#### DOCUMENT EXTRACT
▬▬▬
Let's hope I got the paperwork right this time, all this friction to
amend minor mistakes are why I don't want to be here anymore. <grumble>

--D

> Link: https://lore.kernel.org/linux-fsdevel/aY7BndIgQg3ci_6s@infradead.org/
> Reported-by: Christoph Hellwig <hch@infradead.org>
> Signed-off-by: "Darrick J. Wong" <djwong@kernel.org>
> ---
>  fs/iomap/ioend.c |   46 ++++++++++++++++++++++++++++++++++++++++++++++
>  1 file changed, 46 insertions(+)
> 
> 
> diff --git a/fs/iomap/ioend.c b/fs/iomap/ioend.c
> index e4d57cb969f1bb..4d1ef8a2cee90b 100644
> --- a/fs/iomap/ioend.c
> +++ b/fs/iomap/ioend.c
> @@ -69,11 +69,57 @@ static u32 iomap_finish_ioend_buffered(struct iomap_ioend *ioend)
▬▬▬
#### DATA EXTRACT
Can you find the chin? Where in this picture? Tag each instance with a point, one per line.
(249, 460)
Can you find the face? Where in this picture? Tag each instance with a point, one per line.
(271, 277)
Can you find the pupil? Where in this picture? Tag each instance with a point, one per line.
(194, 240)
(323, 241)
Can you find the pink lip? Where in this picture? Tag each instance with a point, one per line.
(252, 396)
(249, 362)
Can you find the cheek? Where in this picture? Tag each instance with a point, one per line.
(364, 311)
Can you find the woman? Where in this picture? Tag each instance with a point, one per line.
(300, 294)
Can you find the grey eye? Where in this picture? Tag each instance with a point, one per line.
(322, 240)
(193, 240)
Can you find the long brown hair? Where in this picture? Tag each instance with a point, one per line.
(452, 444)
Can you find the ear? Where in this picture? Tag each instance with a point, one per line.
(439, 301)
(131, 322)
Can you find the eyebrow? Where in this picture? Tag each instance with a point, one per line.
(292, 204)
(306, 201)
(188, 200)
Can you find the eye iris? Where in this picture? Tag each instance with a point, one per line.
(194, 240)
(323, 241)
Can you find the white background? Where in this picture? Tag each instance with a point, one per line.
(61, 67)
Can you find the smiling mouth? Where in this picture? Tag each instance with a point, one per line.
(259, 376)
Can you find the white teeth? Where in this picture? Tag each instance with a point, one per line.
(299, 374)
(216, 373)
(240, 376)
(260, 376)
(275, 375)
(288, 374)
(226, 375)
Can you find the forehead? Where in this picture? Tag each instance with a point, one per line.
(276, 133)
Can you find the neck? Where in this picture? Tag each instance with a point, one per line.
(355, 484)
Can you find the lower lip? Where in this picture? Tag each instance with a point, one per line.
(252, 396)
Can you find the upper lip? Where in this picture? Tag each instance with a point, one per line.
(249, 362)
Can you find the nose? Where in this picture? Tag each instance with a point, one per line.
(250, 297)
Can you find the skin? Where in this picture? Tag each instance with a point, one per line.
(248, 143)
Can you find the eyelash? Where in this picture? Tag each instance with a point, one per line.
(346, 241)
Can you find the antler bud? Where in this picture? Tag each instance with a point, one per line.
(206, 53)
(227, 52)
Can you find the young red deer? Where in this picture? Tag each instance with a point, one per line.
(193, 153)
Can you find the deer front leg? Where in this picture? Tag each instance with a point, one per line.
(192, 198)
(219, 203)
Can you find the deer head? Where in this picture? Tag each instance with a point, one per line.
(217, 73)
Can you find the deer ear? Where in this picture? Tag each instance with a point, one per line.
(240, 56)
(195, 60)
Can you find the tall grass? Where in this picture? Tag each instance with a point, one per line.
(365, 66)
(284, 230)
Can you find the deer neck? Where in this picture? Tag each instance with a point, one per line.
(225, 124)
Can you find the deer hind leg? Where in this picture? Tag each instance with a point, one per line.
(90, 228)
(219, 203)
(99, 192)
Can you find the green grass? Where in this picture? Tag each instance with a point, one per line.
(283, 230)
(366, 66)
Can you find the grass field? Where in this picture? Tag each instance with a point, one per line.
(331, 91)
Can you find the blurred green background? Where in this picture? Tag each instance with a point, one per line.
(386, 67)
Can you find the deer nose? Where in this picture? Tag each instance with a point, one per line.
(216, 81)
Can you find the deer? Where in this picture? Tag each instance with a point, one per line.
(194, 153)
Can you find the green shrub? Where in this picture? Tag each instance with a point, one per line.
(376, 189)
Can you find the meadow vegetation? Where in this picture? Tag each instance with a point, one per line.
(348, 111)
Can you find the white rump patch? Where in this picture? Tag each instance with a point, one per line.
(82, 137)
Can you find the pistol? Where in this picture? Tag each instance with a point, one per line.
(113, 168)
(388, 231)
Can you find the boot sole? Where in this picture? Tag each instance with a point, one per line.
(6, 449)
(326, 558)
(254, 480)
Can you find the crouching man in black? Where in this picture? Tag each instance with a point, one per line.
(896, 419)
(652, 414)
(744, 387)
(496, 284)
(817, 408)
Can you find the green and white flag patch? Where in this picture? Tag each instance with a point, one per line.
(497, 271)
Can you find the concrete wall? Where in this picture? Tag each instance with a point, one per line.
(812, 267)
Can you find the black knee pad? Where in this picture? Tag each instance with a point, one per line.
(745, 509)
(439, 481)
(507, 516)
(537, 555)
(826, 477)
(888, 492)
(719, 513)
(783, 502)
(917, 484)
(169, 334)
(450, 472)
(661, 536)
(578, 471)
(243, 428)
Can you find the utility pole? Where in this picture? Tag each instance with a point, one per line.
▬▬▬
Decide whether each statement below agrees with the patch email above, answering yes or no and quoting the deciding words of the patch email. (a) The patch changes a single file. (b) Christoph Hellwig signed off on the patch. (c) Christoph Hellwig is credited with reporting the problem.

#### COMPLETE OUTPUT
(a) Yes: "1 file changed, 46 insertions(+)"
(b) No: "Signed-off-by: "Darrick J. Wong" <djwong@kernel.org>"
(c) Yes: "Reported-by: Christoph Hellwig <hch@infradead.org>"